SET EXERCISE:
Could you copy out, without changes, everything in the material from the line containing "the grey bark" down to the end of the material, including both of those ends?

(Excerpts from a point labeling dataset)
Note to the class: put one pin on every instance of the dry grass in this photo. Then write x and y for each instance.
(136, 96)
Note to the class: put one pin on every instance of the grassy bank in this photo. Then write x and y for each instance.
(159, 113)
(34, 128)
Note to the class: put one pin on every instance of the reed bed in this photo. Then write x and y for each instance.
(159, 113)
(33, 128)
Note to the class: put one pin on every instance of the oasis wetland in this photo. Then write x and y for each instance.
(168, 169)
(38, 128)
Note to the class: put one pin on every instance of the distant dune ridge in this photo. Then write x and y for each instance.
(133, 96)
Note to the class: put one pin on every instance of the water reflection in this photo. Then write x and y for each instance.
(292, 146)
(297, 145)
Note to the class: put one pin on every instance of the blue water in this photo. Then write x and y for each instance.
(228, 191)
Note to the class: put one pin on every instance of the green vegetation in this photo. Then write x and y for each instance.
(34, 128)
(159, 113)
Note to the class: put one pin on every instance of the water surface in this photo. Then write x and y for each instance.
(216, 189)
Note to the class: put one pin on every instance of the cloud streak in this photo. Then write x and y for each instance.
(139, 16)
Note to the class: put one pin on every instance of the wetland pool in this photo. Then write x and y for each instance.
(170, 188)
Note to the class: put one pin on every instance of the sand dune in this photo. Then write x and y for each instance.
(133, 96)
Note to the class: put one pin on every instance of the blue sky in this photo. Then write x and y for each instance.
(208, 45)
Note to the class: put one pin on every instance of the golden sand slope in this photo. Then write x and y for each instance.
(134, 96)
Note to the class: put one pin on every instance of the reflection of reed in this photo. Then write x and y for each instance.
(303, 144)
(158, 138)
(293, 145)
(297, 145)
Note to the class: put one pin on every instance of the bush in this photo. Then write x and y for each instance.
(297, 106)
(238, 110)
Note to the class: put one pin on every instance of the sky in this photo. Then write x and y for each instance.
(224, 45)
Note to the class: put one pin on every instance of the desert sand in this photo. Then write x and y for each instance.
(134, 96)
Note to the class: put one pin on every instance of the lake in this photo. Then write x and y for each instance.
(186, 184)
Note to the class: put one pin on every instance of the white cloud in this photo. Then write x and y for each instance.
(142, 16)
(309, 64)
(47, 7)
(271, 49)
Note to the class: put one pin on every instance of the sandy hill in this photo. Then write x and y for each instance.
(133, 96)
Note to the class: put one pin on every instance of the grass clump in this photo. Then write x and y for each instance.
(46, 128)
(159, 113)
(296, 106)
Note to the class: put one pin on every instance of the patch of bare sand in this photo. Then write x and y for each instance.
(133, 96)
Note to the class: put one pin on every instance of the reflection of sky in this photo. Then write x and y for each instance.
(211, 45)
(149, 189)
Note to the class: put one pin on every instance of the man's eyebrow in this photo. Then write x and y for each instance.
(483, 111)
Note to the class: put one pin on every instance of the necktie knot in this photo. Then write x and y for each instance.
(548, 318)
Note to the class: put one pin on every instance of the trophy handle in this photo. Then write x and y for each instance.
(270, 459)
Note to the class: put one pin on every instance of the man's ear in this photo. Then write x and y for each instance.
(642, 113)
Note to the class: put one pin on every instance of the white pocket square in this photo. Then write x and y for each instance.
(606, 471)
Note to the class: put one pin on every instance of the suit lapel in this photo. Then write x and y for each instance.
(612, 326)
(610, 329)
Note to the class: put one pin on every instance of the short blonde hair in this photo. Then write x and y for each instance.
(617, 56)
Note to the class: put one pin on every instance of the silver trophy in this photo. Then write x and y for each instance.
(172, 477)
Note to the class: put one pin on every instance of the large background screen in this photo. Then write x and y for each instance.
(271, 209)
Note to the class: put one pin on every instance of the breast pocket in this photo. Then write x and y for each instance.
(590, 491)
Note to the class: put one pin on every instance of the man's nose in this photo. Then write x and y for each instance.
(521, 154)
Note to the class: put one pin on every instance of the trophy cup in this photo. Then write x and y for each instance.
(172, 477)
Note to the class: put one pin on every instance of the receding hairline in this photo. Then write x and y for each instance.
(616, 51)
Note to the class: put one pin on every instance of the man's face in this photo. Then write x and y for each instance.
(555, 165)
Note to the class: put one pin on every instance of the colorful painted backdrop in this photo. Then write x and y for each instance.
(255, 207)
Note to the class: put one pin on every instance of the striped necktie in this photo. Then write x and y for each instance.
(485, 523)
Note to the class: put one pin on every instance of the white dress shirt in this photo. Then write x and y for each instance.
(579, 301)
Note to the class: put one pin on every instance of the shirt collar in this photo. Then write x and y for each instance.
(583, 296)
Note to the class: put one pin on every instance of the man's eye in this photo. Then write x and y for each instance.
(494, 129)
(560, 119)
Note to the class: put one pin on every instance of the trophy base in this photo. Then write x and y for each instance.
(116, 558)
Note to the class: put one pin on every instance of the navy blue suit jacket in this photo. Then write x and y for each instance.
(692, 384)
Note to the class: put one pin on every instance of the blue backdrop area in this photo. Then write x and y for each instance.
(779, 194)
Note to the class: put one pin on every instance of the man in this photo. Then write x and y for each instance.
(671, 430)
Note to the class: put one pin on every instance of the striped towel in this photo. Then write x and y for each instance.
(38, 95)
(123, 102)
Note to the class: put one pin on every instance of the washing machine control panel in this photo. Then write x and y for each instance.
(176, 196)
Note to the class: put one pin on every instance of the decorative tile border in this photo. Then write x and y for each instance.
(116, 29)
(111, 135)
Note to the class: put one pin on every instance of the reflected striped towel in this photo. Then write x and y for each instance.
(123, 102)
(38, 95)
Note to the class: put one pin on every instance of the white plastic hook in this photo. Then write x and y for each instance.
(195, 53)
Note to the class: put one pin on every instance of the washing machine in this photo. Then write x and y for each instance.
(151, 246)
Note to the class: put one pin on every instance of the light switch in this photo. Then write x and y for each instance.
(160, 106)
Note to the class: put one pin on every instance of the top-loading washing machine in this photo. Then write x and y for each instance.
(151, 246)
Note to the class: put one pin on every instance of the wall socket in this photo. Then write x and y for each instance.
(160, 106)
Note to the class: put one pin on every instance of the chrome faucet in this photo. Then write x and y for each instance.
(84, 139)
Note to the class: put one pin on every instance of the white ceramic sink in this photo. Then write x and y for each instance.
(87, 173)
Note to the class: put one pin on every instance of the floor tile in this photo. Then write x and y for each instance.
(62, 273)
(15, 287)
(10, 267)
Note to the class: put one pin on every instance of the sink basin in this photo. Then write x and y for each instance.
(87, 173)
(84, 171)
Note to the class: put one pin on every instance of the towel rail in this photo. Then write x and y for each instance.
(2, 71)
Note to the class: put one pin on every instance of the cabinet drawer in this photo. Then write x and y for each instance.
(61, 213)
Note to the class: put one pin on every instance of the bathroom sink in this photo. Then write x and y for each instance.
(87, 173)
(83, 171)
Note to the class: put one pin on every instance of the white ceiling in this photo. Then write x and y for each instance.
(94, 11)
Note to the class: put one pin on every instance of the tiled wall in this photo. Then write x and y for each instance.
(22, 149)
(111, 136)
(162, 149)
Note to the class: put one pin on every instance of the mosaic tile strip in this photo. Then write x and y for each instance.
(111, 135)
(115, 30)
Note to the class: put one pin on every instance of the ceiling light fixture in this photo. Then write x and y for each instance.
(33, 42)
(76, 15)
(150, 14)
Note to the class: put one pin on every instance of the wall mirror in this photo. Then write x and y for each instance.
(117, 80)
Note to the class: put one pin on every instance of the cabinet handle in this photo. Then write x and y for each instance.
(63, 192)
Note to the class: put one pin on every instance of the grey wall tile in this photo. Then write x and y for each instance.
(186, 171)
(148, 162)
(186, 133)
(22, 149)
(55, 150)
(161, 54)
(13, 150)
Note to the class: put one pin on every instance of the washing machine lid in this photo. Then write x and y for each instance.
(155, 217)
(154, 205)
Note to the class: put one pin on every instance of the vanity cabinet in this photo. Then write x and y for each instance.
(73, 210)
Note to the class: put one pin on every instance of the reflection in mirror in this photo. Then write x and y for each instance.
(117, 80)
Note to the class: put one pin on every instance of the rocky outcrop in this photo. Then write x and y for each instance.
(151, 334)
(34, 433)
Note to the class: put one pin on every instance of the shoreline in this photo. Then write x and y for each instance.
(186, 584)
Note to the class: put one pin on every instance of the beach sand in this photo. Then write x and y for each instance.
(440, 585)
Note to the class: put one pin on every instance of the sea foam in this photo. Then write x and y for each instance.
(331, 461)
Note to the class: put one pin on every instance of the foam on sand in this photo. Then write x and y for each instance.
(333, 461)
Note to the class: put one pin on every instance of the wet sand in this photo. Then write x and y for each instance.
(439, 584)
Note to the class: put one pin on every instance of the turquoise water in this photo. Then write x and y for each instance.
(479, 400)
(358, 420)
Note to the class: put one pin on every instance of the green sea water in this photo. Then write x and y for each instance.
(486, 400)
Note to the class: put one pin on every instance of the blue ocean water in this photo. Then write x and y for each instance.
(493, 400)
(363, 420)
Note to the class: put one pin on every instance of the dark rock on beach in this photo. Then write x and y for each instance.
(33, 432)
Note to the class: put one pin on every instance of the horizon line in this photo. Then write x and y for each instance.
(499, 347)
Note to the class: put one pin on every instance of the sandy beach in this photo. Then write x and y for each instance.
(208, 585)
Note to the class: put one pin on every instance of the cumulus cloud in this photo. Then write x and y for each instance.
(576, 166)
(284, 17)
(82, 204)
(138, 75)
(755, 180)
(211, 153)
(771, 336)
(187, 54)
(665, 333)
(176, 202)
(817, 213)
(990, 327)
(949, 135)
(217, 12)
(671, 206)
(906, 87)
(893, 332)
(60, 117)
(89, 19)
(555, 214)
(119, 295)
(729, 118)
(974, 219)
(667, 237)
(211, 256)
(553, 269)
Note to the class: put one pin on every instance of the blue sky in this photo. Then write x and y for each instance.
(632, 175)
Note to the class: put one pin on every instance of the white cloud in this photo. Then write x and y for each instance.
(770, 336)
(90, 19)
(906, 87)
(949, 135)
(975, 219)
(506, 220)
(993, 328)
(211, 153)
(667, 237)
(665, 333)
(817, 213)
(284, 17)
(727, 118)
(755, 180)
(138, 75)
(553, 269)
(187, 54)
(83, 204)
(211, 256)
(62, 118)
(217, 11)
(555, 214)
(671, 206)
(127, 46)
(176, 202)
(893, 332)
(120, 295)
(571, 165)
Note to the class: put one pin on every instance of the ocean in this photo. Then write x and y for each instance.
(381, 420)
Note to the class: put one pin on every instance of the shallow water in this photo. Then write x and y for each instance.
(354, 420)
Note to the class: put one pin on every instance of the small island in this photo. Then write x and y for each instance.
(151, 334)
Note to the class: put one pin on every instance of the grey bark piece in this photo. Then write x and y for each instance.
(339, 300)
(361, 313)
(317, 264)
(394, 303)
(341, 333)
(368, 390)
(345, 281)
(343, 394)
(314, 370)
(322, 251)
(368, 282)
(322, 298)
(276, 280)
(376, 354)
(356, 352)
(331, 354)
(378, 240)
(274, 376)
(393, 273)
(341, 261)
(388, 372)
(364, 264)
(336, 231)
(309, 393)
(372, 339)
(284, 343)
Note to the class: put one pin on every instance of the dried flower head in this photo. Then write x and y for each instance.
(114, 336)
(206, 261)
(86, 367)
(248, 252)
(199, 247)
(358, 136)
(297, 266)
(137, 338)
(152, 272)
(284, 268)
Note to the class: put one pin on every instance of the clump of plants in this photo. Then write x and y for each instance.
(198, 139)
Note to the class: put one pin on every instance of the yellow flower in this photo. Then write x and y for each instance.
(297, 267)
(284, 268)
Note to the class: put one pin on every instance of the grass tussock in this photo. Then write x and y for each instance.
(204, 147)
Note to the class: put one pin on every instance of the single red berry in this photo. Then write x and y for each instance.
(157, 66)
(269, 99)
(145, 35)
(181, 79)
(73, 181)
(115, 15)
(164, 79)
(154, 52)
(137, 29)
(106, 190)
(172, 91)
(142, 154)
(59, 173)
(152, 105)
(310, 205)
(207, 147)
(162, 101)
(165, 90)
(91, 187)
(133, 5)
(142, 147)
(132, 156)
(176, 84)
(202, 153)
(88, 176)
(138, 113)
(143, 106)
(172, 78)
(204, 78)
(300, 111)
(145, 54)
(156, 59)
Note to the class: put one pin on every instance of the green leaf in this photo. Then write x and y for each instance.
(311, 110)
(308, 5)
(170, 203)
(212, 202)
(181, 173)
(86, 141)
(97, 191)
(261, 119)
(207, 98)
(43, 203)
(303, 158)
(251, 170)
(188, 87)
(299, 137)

THE SOLUTION:
Note to the class: put one pin on every instance of the grey bark piece in this photo. Then write x and y for each instance.
(339, 300)
(361, 313)
(317, 264)
(394, 303)
(341, 333)
(368, 390)
(345, 281)
(343, 394)
(314, 370)
(322, 251)
(368, 282)
(322, 298)
(276, 280)
(376, 354)
(356, 352)
(331, 354)
(378, 240)
(274, 376)
(393, 273)
(341, 261)
(388, 372)
(364, 264)
(336, 231)
(309, 393)
(372, 339)
(284, 343)
Note to the class: put one pin on every instance of the dried flower head in this photo. Then write x and y for each instance.
(114, 336)
(206, 261)
(86, 367)
(248, 252)
(199, 247)
(358, 136)
(297, 266)
(137, 338)
(152, 272)
(284, 268)
Note to the class: put one pin on every instance of the clump of plants in this photo. Then write x and y for each instance.
(198, 139)
Note to the class: put one pin on every instance of the yellow flower in this photo. Then write x and y for each instance.
(297, 267)
(284, 268)
Note to the class: put one pin on every instance of the grass tussock in this photo. Then write x and y for each instance.
(204, 147)
Note to the class: put one pin on every instance of the single red berry in this photo. Then write x and y for each instance.
(157, 66)
(269, 99)
(145, 35)
(181, 79)
(73, 181)
(115, 15)
(164, 79)
(154, 52)
(137, 29)
(106, 190)
(172, 91)
(142, 154)
(59, 173)
(152, 105)
(310, 205)
(207, 147)
(162, 101)
(165, 90)
(91, 187)
(133, 5)
(142, 147)
(132, 156)
(176, 84)
(202, 153)
(88, 176)
(138, 113)
(143, 106)
(172, 78)
(204, 78)
(300, 111)
(145, 54)
(156, 59)
Note to the class: put one pin on every instance of the green leaf in this photo. Then write x and y for each instance.
(311, 110)
(308, 5)
(170, 203)
(212, 202)
(181, 173)
(86, 141)
(97, 191)
(261, 119)
(207, 98)
(43, 203)
(303, 158)
(251, 170)
(188, 87)
(299, 137)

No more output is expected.